What you are asked to do | Restate the entries word for word, omitting nothing.
◆ ◆ ◆ ◆ ◆
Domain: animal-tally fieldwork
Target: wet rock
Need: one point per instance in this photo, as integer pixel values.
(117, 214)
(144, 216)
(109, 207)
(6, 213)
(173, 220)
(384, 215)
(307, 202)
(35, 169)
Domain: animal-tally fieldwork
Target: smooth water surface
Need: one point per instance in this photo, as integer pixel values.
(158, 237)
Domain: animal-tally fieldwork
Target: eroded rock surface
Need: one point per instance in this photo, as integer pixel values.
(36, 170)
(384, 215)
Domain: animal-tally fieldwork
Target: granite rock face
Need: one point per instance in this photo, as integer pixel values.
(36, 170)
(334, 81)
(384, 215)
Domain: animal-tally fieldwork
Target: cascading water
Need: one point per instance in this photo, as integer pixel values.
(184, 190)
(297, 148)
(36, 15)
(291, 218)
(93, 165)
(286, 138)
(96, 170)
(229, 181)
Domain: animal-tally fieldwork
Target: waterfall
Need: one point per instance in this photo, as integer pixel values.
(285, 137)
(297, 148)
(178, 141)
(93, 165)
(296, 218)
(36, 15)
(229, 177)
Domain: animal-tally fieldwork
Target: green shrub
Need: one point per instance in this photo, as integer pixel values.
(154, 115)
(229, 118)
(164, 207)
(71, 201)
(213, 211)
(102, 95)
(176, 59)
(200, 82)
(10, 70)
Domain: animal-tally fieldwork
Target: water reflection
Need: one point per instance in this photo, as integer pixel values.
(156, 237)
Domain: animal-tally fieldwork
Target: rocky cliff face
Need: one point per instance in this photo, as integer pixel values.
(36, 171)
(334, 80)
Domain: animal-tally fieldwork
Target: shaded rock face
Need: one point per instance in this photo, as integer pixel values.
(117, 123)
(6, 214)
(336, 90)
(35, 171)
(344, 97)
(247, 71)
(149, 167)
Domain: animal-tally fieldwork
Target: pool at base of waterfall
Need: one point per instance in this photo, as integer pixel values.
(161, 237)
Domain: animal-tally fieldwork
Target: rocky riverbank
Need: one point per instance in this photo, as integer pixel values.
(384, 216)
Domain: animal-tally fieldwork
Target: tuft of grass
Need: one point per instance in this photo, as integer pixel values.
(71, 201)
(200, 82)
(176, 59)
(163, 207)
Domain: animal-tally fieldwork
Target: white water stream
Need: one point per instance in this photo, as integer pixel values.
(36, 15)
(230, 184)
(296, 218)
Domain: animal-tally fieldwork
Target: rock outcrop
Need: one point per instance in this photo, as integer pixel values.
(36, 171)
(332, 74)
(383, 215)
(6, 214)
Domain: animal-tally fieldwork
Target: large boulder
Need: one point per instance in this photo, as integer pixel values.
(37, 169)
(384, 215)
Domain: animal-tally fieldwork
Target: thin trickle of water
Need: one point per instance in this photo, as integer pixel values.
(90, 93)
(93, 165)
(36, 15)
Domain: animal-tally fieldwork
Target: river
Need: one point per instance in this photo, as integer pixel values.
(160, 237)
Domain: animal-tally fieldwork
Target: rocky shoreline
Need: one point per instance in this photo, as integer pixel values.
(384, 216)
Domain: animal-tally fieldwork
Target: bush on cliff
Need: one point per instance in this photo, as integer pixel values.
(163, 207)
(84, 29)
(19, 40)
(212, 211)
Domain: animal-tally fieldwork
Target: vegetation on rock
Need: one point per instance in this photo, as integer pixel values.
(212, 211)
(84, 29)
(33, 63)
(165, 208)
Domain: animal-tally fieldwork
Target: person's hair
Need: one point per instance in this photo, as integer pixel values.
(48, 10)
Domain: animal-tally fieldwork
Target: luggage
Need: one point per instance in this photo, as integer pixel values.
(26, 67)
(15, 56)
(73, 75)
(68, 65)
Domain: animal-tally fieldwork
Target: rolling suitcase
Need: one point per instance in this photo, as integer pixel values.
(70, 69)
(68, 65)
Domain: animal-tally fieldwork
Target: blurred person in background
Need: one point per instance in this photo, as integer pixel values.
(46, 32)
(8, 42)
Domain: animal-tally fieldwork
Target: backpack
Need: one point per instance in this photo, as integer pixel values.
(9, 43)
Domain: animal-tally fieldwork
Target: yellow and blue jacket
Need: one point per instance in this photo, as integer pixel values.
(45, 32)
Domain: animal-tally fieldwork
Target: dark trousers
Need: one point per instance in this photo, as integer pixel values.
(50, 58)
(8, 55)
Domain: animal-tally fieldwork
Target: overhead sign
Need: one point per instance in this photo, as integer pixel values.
◆ ◆ ◆ ◆ ◆
Output for this exercise |
Domain: animal-tally fieldwork
Target: wet rock
Need: one point per instance in this photo, as integer pixel values.
(117, 214)
(144, 216)
(109, 207)
(6, 213)
(173, 220)
(384, 215)
(307, 202)
(35, 169)
Domain: animal-tally fieldwork
Target: smooth water surface
Need: one point per instance in this photo, as integer pixel values.
(158, 237)
Domain: animal-tally fieldwork
Target: eroded rock surface
Need: one point per instance in this photo, as integer pixel values.
(36, 170)
(384, 215)
Domain: animal-tally fieldwork
Target: granite rock face
Need: one point per instance in this photo, as integer pixel values.
(36, 170)
(334, 81)
(384, 215)
Domain: animal-tally fieldwork
Target: cascading water
Need: one point per instance in this photo, as integer pixel values.
(184, 190)
(297, 148)
(36, 15)
(291, 218)
(93, 165)
(286, 138)
(96, 170)
(229, 181)
Domain: animal-tally fieldwork
Target: waterfall
Need: one point per instance in this photo, as integer pixel values.
(285, 137)
(297, 148)
(178, 141)
(93, 165)
(296, 218)
(36, 15)
(229, 177)
Domain: animal-tally fieldwork
Target: green shrub
Need: one point per instance in this photo, as integer pixel values.
(154, 115)
(229, 118)
(164, 207)
(71, 201)
(213, 211)
(102, 95)
(176, 59)
(200, 82)
(10, 70)
Domain: animal-tally fieldwork
Target: water reflection
Need: one point per instance in this photo, as integer pixel values.
(156, 237)
Domain: animal-tally fieldwork
Target: rocky cliff face
Need: one point per instance in this photo, as integer pixel values.
(36, 171)
(334, 80)
Domain: animal-tally fieldwork
Target: shaded rock face
Need: one point per instance in this photo, as integer pixel values.
(117, 123)
(6, 214)
(336, 90)
(35, 171)
(344, 97)
(247, 71)
(149, 167)
Domain: animal-tally fieldwork
Target: pool at base of waterfall
Need: one point per instance in this photo, as integer pixel values.
(161, 237)
Domain: animal-tally fieldwork
Target: rocky riverbank
Need: one point per instance in this photo, as integer pixel values.
(384, 216)
Domain: animal-tally fieldwork
Target: tuft of grass
Need: one point per instance in this photo, as integer pixel values.
(71, 201)
(200, 82)
(176, 59)
(163, 207)
Domain: animal-tally fieldwork
Target: white water stream
Need: one point per instance in this photo, as integer pixel values.
(36, 15)
(230, 184)
(296, 218)
Domain: animal-tally fieldwork
Target: rock outcrop
Need: one point per instance in this photo, as integer pixel values.
(36, 171)
(332, 74)
(383, 215)
(6, 214)
Domain: animal-tally fieldwork
Target: large boulder
Need: one point per instance in this photo, as integer pixel values.
(37, 169)
(384, 215)
Domain: animal-tally fieldwork
Target: thin trickle of water
Need: one point per instance in this photo, as integer pixel values.
(90, 93)
(93, 165)
(36, 15)
Domain: animal-tally fieldwork
Target: river
Need: one point per instance in this photo, as integer pixel values.
(160, 237)
Domain: animal-tally fieldwork
Target: rocky shoreline
Need: one point per instance in this photo, as integer pixel values.
(384, 216)
Domain: animal-tally fieldwork
Target: bush on cliff
Need: one point per instance in this photo, as integer pixel values.
(163, 207)
(84, 29)
(19, 40)
(212, 211)
Domain: animal-tally fieldwork
Target: vegetation on rock
Need: one point per instance in this photo, as integer pixel values.
(212, 211)
(84, 29)
(33, 63)
(165, 208)
Domain: animal-tally fieldwork
Target: person's hair
Need: one point per instance in this photo, as integer pixel values.
(48, 10)
Domain: animal-tally fieldwork
Target: luggage
Need: one point per instance in this photo, as integer pixel values.
(26, 67)
(15, 56)
(73, 75)
(68, 65)
Domain: animal-tally fieldwork
Target: rolling suitcase
Need: one point per instance in this photo, as integer pixel values.
(70, 69)
(68, 65)
Domain: animal-tally fieldwork
Target: blurred person in background
Need: one point per instance in this photo, as integer pixel values.
(46, 32)
(8, 42)
Domain: animal-tally fieldwork
Target: backpack
Need: one point per instance in this photo, as integer pixel values.
(9, 43)
Domain: animal-tally fieldwork
Target: yellow and blue jacket
Need: one point per instance in this photo, as integer pixel values.
(45, 32)
Domain: animal-tally fieldwork
Target: dark trousers
Need: one point per instance in this photo, as integer pixel values.
(50, 58)
(8, 55)
Domain: animal-tally fieldwork
Target: overhead sign
Need: one point per instance in this photo, as integer pixel values.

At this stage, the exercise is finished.